• TRAVAIL DEMANDÉ: Citez mot pour mot le passage du texte sur GStreamer et Phonon qui commence par « - OSS (une des » et va jusqu'à « (Phonon par exemple) ».

• TEXTE À LIRE:
::::

A quand une nouvelle couche pour l'audio  :Smile: 

EDIT: ok, je commence à comprendre ce dont j'ai vraiment besoin :

- Phonon de KDE (l'interface QT/KDE pour le son)

- GStreamer (utilisé par Phonon)

- OSS (une des nombreuses sorties de GStreamer ; ce dernier va directement utilisé la carte son via mixage software pour laisser d'autre application utiliser directement OSS)

Petit schéma :

http://www.gstreamer.net/data/doc/gstreamer/head/manual/html/images/gstreamer-overview.png

On peut constater que :

- GStreamer peut utiliser un "flux" audio en provenance d'un serveur (Phonon par exemple)

- renvoyer ce "flux" vers OSS (ou ALSA)

::::

• Lignes d'un jeu de données de pointage:
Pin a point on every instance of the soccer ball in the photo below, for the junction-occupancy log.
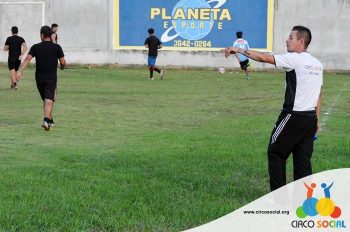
(221, 70)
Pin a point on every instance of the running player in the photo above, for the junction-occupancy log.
(243, 60)
(153, 44)
(46, 54)
(16, 46)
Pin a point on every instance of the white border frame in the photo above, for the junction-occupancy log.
(42, 10)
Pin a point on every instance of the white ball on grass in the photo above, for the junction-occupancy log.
(221, 70)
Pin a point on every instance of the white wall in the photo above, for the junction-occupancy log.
(86, 32)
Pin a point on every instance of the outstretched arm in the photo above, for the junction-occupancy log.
(62, 63)
(254, 55)
(23, 67)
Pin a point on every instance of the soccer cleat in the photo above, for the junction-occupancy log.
(46, 126)
(52, 123)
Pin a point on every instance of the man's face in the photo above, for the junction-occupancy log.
(293, 44)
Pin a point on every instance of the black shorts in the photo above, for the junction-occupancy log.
(244, 64)
(47, 89)
(14, 64)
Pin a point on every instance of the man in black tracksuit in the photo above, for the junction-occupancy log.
(299, 120)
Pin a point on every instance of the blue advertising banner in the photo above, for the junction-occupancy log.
(193, 24)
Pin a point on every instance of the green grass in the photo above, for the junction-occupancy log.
(129, 154)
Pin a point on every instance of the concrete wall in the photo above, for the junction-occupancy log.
(86, 32)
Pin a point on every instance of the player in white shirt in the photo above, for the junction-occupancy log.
(242, 59)
(299, 120)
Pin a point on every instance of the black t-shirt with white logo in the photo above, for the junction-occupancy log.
(46, 54)
(15, 46)
(153, 45)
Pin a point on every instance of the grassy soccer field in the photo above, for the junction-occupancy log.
(129, 154)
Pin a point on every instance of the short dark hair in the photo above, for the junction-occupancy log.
(151, 31)
(46, 31)
(303, 32)
(14, 30)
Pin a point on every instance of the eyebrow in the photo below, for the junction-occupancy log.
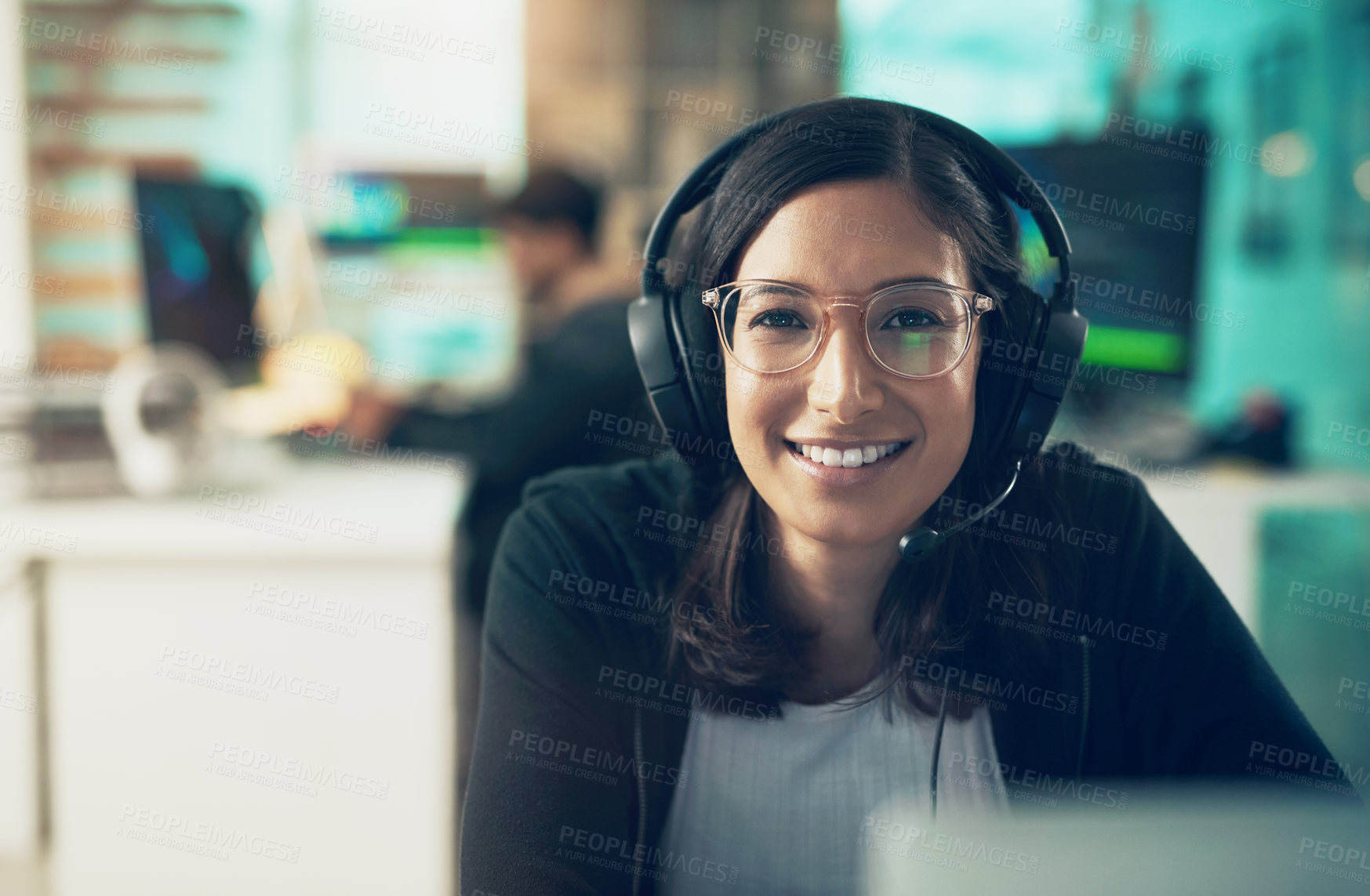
(884, 284)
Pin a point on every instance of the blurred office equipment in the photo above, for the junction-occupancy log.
(163, 418)
(1135, 223)
(1135, 217)
(1216, 841)
(410, 270)
(1314, 617)
(196, 267)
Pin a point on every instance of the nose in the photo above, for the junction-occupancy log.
(845, 379)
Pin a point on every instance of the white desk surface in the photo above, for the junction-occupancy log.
(274, 506)
(1221, 522)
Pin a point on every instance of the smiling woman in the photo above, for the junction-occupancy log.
(746, 673)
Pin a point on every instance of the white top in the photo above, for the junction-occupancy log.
(792, 806)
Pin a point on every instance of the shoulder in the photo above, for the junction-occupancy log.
(1091, 491)
(612, 495)
(610, 522)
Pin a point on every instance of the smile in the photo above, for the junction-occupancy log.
(856, 456)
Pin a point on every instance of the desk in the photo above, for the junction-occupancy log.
(249, 689)
(1219, 522)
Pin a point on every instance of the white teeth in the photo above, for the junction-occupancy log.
(849, 456)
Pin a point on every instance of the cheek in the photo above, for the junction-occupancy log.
(755, 407)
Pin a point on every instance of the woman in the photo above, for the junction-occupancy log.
(714, 676)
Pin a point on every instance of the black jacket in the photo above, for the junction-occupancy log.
(580, 731)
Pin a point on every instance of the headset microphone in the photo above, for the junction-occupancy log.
(920, 542)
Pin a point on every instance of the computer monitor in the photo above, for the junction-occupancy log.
(196, 267)
(1135, 218)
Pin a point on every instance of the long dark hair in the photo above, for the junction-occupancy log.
(751, 643)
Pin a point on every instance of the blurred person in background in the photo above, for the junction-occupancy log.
(579, 361)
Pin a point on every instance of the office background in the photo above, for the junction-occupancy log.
(299, 192)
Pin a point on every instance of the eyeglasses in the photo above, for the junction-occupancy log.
(915, 331)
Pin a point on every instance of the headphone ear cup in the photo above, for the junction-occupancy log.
(702, 362)
(1003, 379)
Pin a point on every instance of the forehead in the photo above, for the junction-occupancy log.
(849, 236)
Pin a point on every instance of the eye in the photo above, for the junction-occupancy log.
(776, 318)
(909, 318)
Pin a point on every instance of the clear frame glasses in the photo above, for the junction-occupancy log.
(917, 331)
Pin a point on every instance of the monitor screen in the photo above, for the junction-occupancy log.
(1133, 216)
(196, 267)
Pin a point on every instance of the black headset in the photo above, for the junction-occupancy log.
(666, 348)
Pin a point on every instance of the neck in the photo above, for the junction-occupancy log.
(836, 589)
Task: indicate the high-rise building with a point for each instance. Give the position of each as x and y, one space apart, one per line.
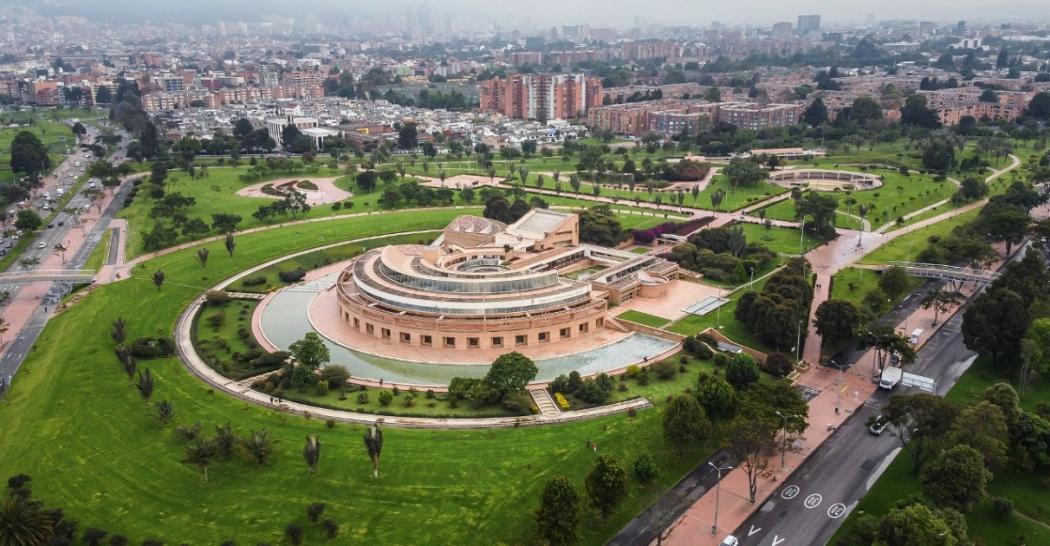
807 23
541 97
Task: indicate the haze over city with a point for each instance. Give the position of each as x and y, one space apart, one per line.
544 273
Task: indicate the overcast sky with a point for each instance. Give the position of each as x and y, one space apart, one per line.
545 13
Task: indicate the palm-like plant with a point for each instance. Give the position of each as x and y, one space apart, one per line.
312 453
165 411
23 523
374 443
145 384
259 445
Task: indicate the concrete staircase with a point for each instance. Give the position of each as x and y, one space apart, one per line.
544 402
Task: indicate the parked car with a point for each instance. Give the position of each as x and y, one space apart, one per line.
877 425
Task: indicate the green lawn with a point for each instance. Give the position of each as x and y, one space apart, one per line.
906 247
735 197
898 196
75 424
783 240
217 193
1031 517
644 318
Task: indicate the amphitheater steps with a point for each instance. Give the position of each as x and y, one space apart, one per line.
544 402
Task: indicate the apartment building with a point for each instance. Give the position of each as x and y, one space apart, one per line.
541 97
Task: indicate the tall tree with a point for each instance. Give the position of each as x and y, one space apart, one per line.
374 444
559 515
606 485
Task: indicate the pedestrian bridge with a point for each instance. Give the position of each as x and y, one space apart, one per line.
57 275
951 273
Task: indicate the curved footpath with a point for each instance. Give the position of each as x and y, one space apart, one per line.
196 365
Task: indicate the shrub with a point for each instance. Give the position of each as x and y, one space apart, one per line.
520 403
665 370
292 276
1002 506
152 348
645 468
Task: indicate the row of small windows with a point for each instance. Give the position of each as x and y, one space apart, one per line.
475 342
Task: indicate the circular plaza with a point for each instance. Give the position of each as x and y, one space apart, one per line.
825 180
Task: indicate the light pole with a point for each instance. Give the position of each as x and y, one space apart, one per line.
798 342
801 237
783 443
714 526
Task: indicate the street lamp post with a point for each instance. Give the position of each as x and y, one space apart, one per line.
714 525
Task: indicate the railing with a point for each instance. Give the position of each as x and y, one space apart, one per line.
71 275
947 272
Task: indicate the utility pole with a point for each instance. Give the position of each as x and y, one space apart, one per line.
714 526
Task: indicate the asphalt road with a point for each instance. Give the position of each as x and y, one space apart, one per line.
817 498
22 340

::::

• LA RÉPONSE:
- OSS (une des nombreuses sorties de GStreamer ; ce dernier va directement utilisé la carte son via mixage software pour laisser d'autre application utiliser directement OSS)

Petit schéma :

http://www.gstreamer.net/data/doc/gstreamer/head/manual/html/images/gstreamer-overview.png

On peut constater que :

- GStreamer peut utiliser un "flux" audio en provenance d'un serveur (Phonon par exemple)